• [Task objective]:
Output the rows from the one containing "of the boat" through the one containing "point(274, 200)" as a JSON list of strings, one string per row, skipping blank lines.

• [Data to use]:

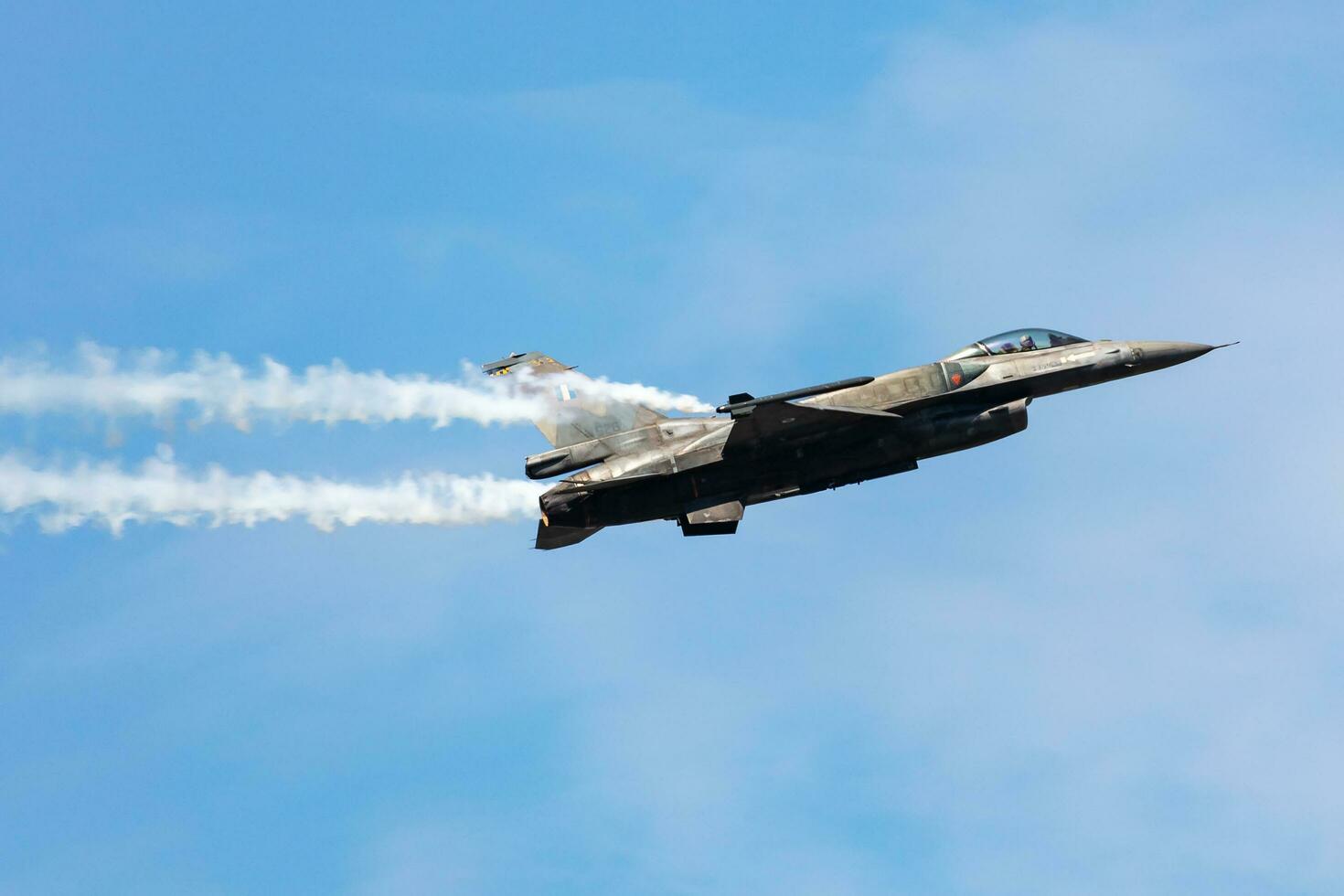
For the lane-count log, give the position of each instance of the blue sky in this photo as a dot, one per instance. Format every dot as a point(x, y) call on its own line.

--

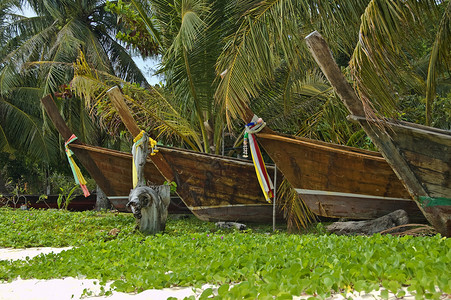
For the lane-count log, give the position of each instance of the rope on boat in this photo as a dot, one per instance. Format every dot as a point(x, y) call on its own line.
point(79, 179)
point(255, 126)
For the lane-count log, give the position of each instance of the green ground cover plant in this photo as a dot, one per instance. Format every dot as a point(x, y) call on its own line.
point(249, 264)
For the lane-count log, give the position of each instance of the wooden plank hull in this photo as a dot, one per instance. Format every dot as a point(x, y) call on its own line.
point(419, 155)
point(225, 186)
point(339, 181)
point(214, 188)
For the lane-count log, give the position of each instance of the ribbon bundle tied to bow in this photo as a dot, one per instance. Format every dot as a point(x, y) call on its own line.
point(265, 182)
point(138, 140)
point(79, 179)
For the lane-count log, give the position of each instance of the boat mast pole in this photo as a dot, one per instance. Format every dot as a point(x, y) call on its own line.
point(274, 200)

• [Answer to this task]:
[
  "For the lane-count log, give the position of each instance of the boat mast pole in this photo as a dot, one per instance. Format every dot as a point(x, y) call on its own line.",
  "point(274, 200)"
]